● Exercise brief
Duplicate all of the data below, reproducing every line without alteration.

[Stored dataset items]
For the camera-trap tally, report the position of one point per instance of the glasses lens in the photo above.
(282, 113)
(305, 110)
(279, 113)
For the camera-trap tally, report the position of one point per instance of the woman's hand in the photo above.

● Complete response
For the camera-trap tally, report the position of one point per instance of the glasses lens in the photo above.
(282, 113)
(305, 110)
(279, 113)
For the camera-trap tally, report the position of one point per instance of the woman's hand in the photo above.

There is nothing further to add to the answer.